Write out all of the records precisely. Skip anything that is a picture.

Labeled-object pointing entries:
-------

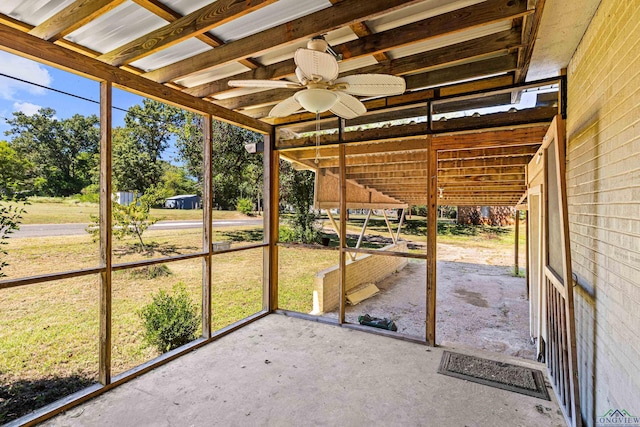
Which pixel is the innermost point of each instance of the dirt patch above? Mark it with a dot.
(473, 298)
(480, 304)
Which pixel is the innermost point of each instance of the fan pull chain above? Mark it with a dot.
(317, 160)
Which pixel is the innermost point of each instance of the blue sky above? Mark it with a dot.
(18, 96)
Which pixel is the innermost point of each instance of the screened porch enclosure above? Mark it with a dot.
(462, 133)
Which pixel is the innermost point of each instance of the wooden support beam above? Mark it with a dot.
(271, 161)
(195, 23)
(476, 69)
(516, 269)
(323, 21)
(207, 235)
(481, 171)
(529, 115)
(452, 54)
(343, 237)
(376, 44)
(72, 17)
(106, 122)
(529, 36)
(386, 220)
(432, 227)
(37, 49)
(480, 142)
(170, 15)
(410, 64)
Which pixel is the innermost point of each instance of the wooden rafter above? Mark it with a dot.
(16, 41)
(170, 15)
(72, 17)
(449, 55)
(195, 23)
(343, 13)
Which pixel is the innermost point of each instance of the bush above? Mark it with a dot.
(150, 272)
(286, 234)
(170, 320)
(244, 206)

-------

Output of the exercise:
Which pixel is the innermost point of each instance of the dirt patch above? Mark it with a dot.
(473, 298)
(480, 304)
Which pixel is the innermost point of each instance of the fan pull chain above? Mark it with a dot.
(317, 160)
Which pixel is the innermost point of each instance of the blue sky above? Mark it with a dot.
(18, 96)
Which pixel is the innermost point of each instance of the screened porch enclosure above? Mark it with a dot.
(462, 133)
Which pixel is the innermost point of each instance of the wooden support beam above? Mark it with a dot.
(271, 161)
(195, 23)
(476, 69)
(516, 269)
(323, 21)
(207, 235)
(481, 171)
(529, 115)
(452, 54)
(343, 237)
(376, 44)
(72, 17)
(106, 122)
(529, 36)
(386, 220)
(432, 227)
(37, 49)
(480, 142)
(170, 15)
(410, 64)
Which pixel is the innermost point of each instance of the wooden rafter above? Mark it with a dot.
(16, 41)
(170, 15)
(72, 17)
(449, 55)
(195, 23)
(343, 13)
Which pixel is the innermost point of each instance of the bush above? Mark it with a dot.
(150, 272)
(286, 234)
(170, 320)
(244, 206)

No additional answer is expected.